**Estratto selezionato:**
◇ ◇ ◇ ◇ ◇
Tutti stanno ripetendo che la crescita  dell’Italia è superiore a quella degli altri paesi europei a economia avanzata. Il nostro PIL (prodotto interno lordo) sarebbe cresciuto dell’1, 2 %, lo 0, 1 in più  degli altri. Identificare la crescita di una nazione e della sua economia con la crescita del PIL non è un errore, è una menzogna. Senza ricorrere a formule e definizioni che possono apparire complesse,  si può dire che il PIL è la quantità di denaro che si muove all’interno di un paese, in un tempo dato. Dal 2014 l’UE ha disposto che nella quantificazione del PIL vadano ricompresi anche i denari in circolazione per il traffico di droga,  la prostituzione,  il contrabbando.

Anche il governo è membro della banda del Pil. Alla festa del decennale del suo partito nel dicembre 2022, il premier emise la sentenza su quale dottrina economica avesse opzionato “non guardo i sondaggi,  io guardo il PIL”. Il dato fornito dal PIL è utile, ma non per un presidente del consiglio di un governo politico. È il miglior termometro per le attività finanziarie e speculative. Garantisce la conoscenza di quanto denaro circola in un paese,  del limite degli investimenti in titoli,  di come possa rispondere la piazza alle dinamiche finanziarie.
◇ ◇ ◇ ◇ ◇
**Dati grezzi:**
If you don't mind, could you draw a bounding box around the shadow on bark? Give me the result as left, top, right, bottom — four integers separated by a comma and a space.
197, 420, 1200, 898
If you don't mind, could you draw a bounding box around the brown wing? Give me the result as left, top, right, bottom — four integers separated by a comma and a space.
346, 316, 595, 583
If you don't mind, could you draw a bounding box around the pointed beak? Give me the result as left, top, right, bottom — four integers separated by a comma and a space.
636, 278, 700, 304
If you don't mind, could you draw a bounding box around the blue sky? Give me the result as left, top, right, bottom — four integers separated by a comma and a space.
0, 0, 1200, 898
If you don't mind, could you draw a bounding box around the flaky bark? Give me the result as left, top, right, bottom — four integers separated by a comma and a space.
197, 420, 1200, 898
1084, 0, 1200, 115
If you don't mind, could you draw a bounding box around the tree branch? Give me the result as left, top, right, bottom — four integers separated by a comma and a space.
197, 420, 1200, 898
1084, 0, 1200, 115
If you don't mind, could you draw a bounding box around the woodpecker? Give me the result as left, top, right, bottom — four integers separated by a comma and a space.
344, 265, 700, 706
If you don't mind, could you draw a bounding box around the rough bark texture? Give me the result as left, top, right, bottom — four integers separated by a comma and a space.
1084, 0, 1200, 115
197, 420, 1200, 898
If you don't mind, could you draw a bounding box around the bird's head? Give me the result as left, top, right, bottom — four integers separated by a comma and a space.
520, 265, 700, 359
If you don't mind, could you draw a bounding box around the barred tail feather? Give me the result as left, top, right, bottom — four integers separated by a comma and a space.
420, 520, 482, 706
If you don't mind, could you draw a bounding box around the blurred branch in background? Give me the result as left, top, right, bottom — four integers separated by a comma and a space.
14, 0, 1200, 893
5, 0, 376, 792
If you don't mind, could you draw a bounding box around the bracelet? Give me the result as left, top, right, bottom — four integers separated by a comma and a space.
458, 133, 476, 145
◇ ◇ ◇ ◇ ◇
**Consegna A:** Riporta testualmente il passo dell'estratto sul PIL che va da "Anche il governo" fino a "alle dinamiche finanziarie.", quest'ultimo incluso.
**Consegna B:** Secondo l'estratto sul PIL, quali attività, dal 2014 e per disposizione dell'UE, generano denaro che va ricompreso nella quantificazione del PIL? Elencale tutte.

**Soluzione A:**
Anche il governo è membro della banda del Pil. Alla festa del decennale del suo partito nel dicembre 2022, il premier emise la sentenza su quale dottrina economica avesse opzionato “non guardo i sondaggi,  io guardo il PIL”. Il dato fornito dal PIL è utile, ma non per un presidente del consiglio di un governo politico. È il miglior termometro per le attività finanziarie e speculative. Garantisce la conoscenza di quanto denaro circola in un paese,  del limite degli investimenti in titoli,  di come possa rispondere la piazza alle dinamiche finanziarie.

**Soluzione B:**
- traffico di droga
- prostituzione
- contrabbando